◆ **Task requirements**
Once you find the line with "Target: white sneaker" in the entries below, return exactly every line from it through the line with "Mark one point on every instance of the white baseball".

◆ **Material shown**

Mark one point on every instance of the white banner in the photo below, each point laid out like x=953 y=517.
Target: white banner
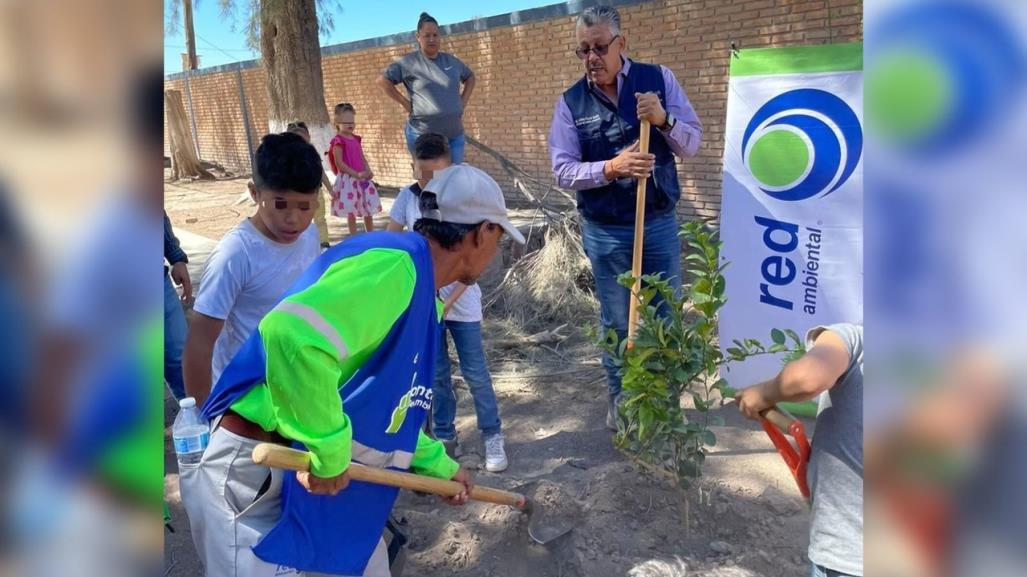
x=792 y=208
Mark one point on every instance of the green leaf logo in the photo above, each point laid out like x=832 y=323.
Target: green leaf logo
x=400 y=414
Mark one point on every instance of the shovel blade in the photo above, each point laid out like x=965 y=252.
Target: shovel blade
x=552 y=512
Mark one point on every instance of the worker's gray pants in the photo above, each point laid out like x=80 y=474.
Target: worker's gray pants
x=227 y=515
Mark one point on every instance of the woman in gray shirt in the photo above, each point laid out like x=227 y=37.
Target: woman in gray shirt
x=434 y=101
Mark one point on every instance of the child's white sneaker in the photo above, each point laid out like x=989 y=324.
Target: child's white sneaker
x=495 y=454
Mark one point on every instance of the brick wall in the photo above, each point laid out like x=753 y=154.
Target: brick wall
x=523 y=69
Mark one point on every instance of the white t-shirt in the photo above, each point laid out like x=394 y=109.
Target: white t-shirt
x=244 y=278
x=468 y=307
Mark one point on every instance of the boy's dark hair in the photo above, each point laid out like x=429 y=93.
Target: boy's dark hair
x=287 y=162
x=430 y=146
x=447 y=235
x=425 y=18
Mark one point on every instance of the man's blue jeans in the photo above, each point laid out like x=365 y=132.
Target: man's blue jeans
x=467 y=339
x=456 y=145
x=175 y=339
x=609 y=247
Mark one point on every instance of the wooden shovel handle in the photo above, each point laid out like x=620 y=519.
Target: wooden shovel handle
x=633 y=310
x=280 y=457
x=778 y=418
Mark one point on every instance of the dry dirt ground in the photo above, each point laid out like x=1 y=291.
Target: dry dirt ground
x=744 y=517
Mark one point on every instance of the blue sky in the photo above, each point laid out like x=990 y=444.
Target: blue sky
x=217 y=43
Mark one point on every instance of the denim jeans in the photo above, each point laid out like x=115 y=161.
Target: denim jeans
x=609 y=248
x=456 y=145
x=175 y=339
x=819 y=571
x=467 y=339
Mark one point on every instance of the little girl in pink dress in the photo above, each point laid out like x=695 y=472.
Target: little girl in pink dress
x=352 y=194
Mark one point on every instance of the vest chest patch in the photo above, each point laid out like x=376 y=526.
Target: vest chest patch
x=418 y=396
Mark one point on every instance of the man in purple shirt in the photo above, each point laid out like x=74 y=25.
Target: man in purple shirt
x=594 y=148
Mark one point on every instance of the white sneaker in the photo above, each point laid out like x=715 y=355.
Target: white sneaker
x=495 y=454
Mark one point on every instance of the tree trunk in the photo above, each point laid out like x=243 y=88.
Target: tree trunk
x=291 y=52
x=190 y=35
x=184 y=161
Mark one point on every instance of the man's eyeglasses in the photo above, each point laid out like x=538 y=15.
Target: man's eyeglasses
x=600 y=49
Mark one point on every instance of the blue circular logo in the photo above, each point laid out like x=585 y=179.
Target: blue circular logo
x=801 y=144
x=940 y=75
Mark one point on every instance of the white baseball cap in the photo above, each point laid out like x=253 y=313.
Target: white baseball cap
x=467 y=195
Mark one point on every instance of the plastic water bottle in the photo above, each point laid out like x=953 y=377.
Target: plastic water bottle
x=190 y=433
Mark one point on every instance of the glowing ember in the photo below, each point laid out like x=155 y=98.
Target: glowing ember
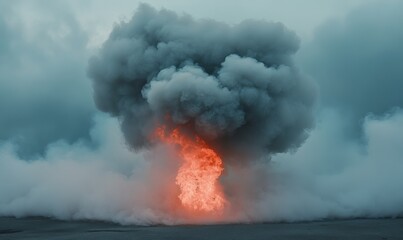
x=198 y=175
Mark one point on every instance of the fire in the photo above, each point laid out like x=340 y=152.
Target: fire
x=198 y=175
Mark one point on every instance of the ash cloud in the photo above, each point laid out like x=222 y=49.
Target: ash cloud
x=235 y=86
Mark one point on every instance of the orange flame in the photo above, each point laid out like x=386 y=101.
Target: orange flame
x=197 y=178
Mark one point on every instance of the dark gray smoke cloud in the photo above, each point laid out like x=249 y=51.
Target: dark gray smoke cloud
x=235 y=86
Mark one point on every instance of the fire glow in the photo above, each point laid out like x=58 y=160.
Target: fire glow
x=197 y=177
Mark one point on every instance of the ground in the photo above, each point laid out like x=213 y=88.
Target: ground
x=42 y=228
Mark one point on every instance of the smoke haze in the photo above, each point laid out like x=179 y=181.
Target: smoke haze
x=59 y=158
x=235 y=86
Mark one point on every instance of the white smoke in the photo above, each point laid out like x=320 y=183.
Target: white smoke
x=329 y=177
x=332 y=175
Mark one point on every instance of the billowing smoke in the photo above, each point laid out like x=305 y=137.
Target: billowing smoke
x=56 y=162
x=234 y=86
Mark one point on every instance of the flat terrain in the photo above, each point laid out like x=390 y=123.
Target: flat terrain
x=42 y=228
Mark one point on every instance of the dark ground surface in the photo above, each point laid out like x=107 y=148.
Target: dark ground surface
x=42 y=228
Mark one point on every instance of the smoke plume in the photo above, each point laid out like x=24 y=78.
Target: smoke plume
x=234 y=86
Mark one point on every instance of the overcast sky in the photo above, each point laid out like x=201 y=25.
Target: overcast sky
x=348 y=165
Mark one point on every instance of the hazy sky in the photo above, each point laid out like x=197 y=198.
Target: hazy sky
x=61 y=157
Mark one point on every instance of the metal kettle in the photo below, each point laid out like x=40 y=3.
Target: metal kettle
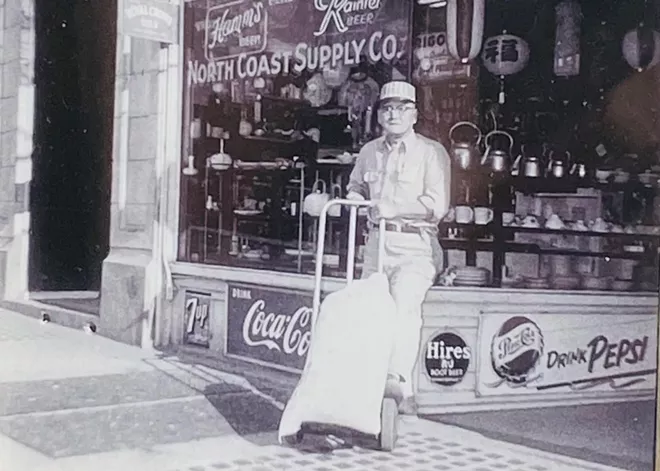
x=464 y=152
x=499 y=159
x=579 y=170
x=557 y=167
x=531 y=165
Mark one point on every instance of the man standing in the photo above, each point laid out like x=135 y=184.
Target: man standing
x=408 y=178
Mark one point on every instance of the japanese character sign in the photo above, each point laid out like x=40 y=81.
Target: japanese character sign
x=505 y=54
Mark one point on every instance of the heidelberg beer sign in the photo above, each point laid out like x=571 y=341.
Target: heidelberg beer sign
x=268 y=325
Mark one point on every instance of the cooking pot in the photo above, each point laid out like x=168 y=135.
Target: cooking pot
x=221 y=160
x=557 y=167
x=579 y=170
x=499 y=159
x=531 y=165
x=314 y=202
x=464 y=152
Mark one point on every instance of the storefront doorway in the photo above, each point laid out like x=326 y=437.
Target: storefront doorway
x=71 y=179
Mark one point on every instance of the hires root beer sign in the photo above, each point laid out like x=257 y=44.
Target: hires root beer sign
x=268 y=325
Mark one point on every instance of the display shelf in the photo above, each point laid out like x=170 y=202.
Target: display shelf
x=271 y=139
x=570 y=232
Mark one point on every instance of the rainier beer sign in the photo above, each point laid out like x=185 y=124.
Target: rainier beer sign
x=268 y=325
x=246 y=39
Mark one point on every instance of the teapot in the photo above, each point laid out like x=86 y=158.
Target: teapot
x=499 y=159
x=335 y=192
x=530 y=221
x=557 y=167
x=221 y=160
x=463 y=152
x=579 y=170
x=531 y=167
x=314 y=202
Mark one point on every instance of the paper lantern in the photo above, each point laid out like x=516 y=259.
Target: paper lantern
x=568 y=14
x=641 y=48
x=505 y=54
x=465 y=28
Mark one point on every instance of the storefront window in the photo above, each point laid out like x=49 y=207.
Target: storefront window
x=279 y=98
x=546 y=114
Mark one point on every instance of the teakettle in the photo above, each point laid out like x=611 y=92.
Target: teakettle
x=579 y=170
x=464 y=153
x=499 y=159
x=531 y=165
x=221 y=160
x=557 y=167
x=314 y=202
x=335 y=191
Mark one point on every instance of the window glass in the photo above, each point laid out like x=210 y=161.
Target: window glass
x=278 y=99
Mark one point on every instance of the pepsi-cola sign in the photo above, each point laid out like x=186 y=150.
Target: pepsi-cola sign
x=567 y=353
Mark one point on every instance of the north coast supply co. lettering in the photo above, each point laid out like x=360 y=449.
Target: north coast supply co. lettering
x=377 y=47
x=248 y=29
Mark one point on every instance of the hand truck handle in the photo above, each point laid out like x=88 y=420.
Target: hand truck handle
x=352 y=230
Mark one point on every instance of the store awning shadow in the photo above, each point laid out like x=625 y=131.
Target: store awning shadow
x=251 y=416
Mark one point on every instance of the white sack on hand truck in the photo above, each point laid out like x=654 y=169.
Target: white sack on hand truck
x=344 y=378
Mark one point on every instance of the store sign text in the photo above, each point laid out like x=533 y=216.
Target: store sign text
x=234 y=26
x=226 y=26
x=601 y=352
x=344 y=14
x=378 y=47
x=287 y=333
x=197 y=311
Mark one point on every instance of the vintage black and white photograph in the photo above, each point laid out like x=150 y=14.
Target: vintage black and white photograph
x=329 y=235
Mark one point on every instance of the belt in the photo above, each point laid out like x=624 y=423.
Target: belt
x=397 y=228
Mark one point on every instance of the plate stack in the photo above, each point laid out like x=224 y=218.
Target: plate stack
x=472 y=276
x=537 y=283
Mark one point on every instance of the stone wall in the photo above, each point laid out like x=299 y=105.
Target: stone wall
x=17 y=46
x=146 y=132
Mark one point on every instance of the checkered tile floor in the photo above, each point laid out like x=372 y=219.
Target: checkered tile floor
x=415 y=452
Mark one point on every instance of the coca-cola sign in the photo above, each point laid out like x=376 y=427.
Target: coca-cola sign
x=268 y=325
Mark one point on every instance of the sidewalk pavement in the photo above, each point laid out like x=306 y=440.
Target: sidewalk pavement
x=71 y=401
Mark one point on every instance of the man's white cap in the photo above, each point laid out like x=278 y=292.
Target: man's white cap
x=398 y=90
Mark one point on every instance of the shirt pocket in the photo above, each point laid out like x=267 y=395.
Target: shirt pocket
x=410 y=182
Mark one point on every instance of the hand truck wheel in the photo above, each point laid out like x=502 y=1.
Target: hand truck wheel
x=293 y=440
x=389 y=418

◆ **Worked solution**
Target: white sneaker
x=495 y=454
Mark one point on every instance of the tree trunk in the photo above, each point laid out like x=243 y=88.
Target: tree trunk
x=291 y=52
x=190 y=35
x=184 y=161
Mark one point on every instance of the man's eyeglasses in the photo above, each point laid out like x=538 y=15.
Target: man's eyeglasses
x=600 y=49
Mark one point on every instance of the blue circular logo in the photo above, each point laid out like x=585 y=179.
Target: blue circular logo
x=801 y=144
x=940 y=75
Mark one point on every instance of the white baseball cap in the photo above, each point laid out like x=253 y=313.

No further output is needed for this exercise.